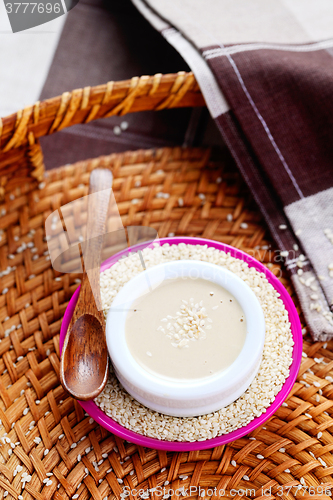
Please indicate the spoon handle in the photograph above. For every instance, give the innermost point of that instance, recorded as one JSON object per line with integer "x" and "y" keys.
{"x": 98, "y": 203}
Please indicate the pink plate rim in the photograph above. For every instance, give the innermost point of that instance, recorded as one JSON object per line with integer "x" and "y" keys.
{"x": 100, "y": 417}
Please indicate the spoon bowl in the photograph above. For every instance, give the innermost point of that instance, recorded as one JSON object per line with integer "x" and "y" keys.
{"x": 84, "y": 364}
{"x": 91, "y": 364}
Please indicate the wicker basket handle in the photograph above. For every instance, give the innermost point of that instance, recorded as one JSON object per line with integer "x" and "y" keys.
{"x": 20, "y": 152}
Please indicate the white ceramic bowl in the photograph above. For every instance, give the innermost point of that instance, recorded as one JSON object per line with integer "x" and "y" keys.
{"x": 185, "y": 398}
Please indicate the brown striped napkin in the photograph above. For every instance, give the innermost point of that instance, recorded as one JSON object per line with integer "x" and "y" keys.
{"x": 265, "y": 68}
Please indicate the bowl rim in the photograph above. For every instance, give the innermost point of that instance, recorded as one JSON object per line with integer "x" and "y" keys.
{"x": 218, "y": 389}
{"x": 107, "y": 422}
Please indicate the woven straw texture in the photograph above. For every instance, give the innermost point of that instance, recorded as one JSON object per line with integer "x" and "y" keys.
{"x": 43, "y": 431}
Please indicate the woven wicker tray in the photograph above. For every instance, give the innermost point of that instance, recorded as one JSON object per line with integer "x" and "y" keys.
{"x": 51, "y": 431}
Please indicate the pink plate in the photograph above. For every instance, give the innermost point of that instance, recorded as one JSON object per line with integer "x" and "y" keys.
{"x": 99, "y": 416}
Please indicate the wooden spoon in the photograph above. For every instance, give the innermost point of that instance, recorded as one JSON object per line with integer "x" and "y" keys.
{"x": 84, "y": 360}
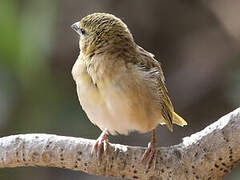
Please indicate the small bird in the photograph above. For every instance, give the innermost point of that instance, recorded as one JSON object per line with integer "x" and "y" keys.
{"x": 120, "y": 86}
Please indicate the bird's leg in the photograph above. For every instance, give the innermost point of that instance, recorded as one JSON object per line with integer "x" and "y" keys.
{"x": 150, "y": 152}
{"x": 103, "y": 138}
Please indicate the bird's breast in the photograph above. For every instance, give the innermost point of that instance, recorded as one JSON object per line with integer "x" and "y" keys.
{"x": 115, "y": 96}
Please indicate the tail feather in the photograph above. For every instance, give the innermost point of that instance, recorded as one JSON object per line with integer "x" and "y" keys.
{"x": 178, "y": 120}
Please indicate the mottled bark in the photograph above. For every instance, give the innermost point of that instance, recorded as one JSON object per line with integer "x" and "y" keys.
{"x": 208, "y": 154}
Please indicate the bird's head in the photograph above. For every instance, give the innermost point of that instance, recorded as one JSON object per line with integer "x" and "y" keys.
{"x": 99, "y": 30}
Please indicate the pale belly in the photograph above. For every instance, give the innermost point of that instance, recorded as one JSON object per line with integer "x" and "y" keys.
{"x": 117, "y": 106}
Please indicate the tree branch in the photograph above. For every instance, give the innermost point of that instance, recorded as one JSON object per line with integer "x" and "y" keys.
{"x": 208, "y": 154}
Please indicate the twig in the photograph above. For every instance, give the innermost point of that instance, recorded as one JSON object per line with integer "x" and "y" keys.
{"x": 208, "y": 154}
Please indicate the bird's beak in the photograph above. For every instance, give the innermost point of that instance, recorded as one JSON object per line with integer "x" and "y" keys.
{"x": 76, "y": 27}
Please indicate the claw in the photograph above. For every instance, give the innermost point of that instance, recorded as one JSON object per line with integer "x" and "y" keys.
{"x": 99, "y": 144}
{"x": 150, "y": 152}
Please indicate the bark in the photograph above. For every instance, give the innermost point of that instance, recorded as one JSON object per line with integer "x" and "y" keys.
{"x": 208, "y": 154}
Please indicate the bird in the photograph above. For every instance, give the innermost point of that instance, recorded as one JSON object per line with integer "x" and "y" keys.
{"x": 120, "y": 86}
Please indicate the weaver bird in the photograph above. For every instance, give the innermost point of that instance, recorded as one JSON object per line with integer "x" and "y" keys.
{"x": 120, "y": 86}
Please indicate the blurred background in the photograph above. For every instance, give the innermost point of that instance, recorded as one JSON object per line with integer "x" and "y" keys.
{"x": 197, "y": 42}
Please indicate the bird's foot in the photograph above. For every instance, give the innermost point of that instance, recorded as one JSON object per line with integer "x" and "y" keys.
------------------------------------
Format the part of the records that opens with the line containing "Please indicate the tree" and runs through the end of the records as a Markdown table with the columns Row and Line, omitting blank lines.

■ Solution ■
| Row | Line |
|---|---|
| 1 | Please indicate the tree branch in the photograph above. For every instance, give the innermost point of that instance, recorded as one JSON object per line with integer "x" and "y" keys. |
| 2 | {"x": 208, "y": 154} |
| 3 | Please indicate the twig in the photograph above. For every instance, give the innermost point of that instance, recorded as one JSON object per line with integer "x" and "y" keys. |
| 4 | {"x": 208, "y": 154} |
| 5 | Please indicate the bird's beak in the photograph above. For every instance, give the innermost point of that instance, recorded as one JSON object per line with integer "x" and "y" keys. |
| 6 | {"x": 76, "y": 27} |
| 7 | Please indicate the claw in the photograph above. For every instance, give the innermost point of that instance, recorded as one JSON object per line with integer "x" and "y" keys. |
| 8 | {"x": 99, "y": 144} |
| 9 | {"x": 150, "y": 152} |
| 10 | Please indicate the bark in the photograph above. For every instance, give the innermost point of that instance, recorded as one JSON object per line with integer "x" and "y" keys. |
| 11 | {"x": 208, "y": 154} |
| 12 | Please indicate the bird in the photograph above. For every instance, give the innermost point of that instance, recorded as one JSON object per line with integer "x" and "y" keys. |
| 13 | {"x": 120, "y": 86} |
| 14 | Please indicate the weaver bird in the photograph above. For every instance, give the innermost point of that instance, recorded as one JSON object per line with integer "x" and "y" keys. |
| 15 | {"x": 120, "y": 86} |
| 16 | Please indicate the blurred background in the photograph above. For every instance, give the innermost point of that instance, recorded as one JSON object per line with integer "x" and "y" keys. |
| 17 | {"x": 197, "y": 42} |
| 18 | Please indicate the bird's foot in the photograph above. For every instance, give the innermost point of that instance, recorded as one JSON object per line with integer "x" and "y" keys. |